What to work on:
Rewrite the material below with every "palm tree" swapped for "coconut palm" and nothing else changed. Omit the pictures from your version.

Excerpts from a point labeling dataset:
========================================
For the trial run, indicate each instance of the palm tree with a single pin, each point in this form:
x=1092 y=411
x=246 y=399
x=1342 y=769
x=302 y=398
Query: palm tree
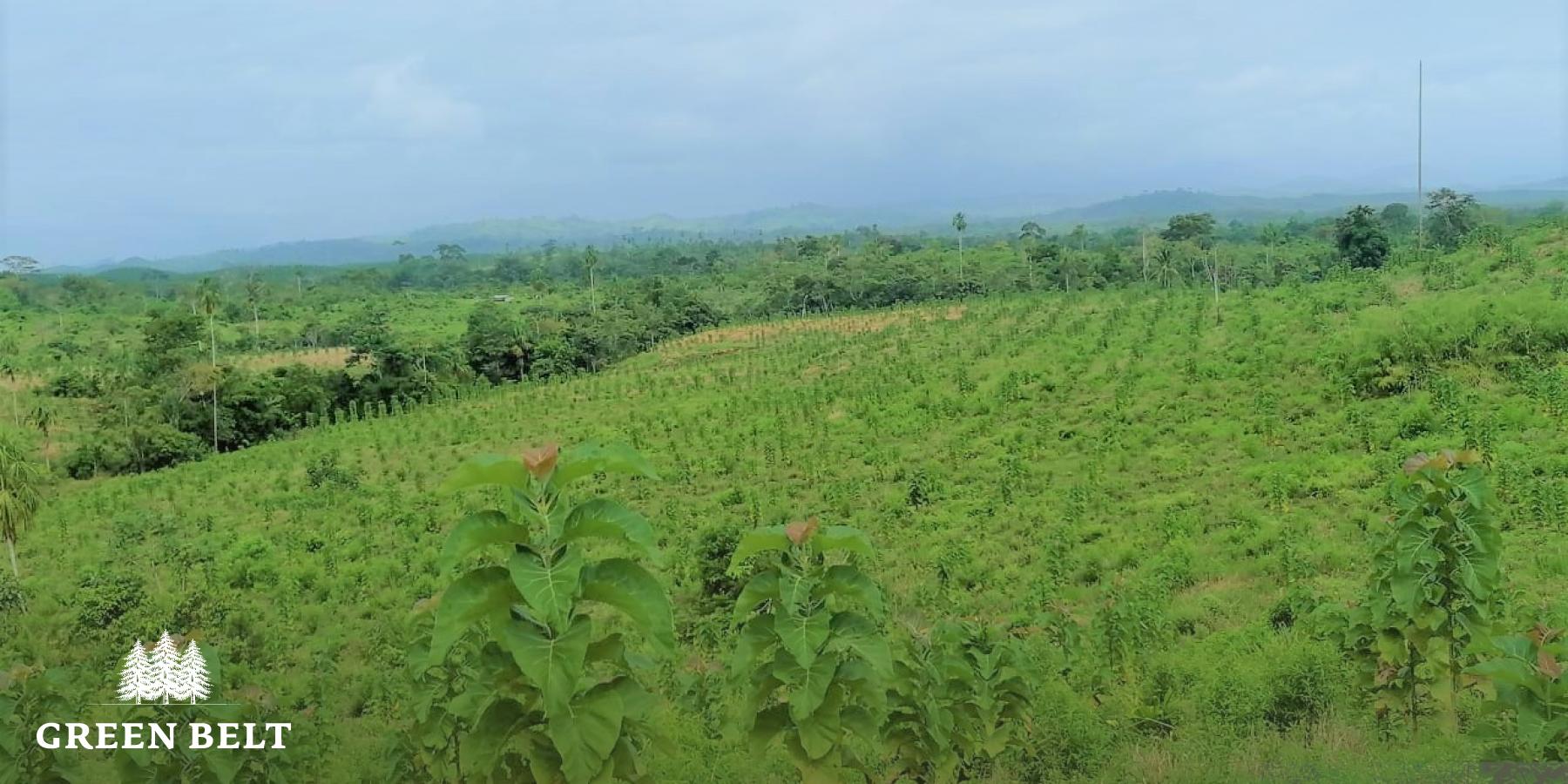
x=960 y=223
x=253 y=295
x=590 y=264
x=43 y=421
x=207 y=298
x=1031 y=235
x=1166 y=266
x=19 y=494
========================================
Task output:
For the trial run, indicate each instance of the coconut palm with a single pin, each point in this form:
x=1092 y=411
x=246 y=399
x=1342 y=769
x=302 y=398
Query: coconut palm
x=960 y=223
x=253 y=295
x=590 y=264
x=43 y=421
x=207 y=298
x=1031 y=235
x=1166 y=266
x=19 y=494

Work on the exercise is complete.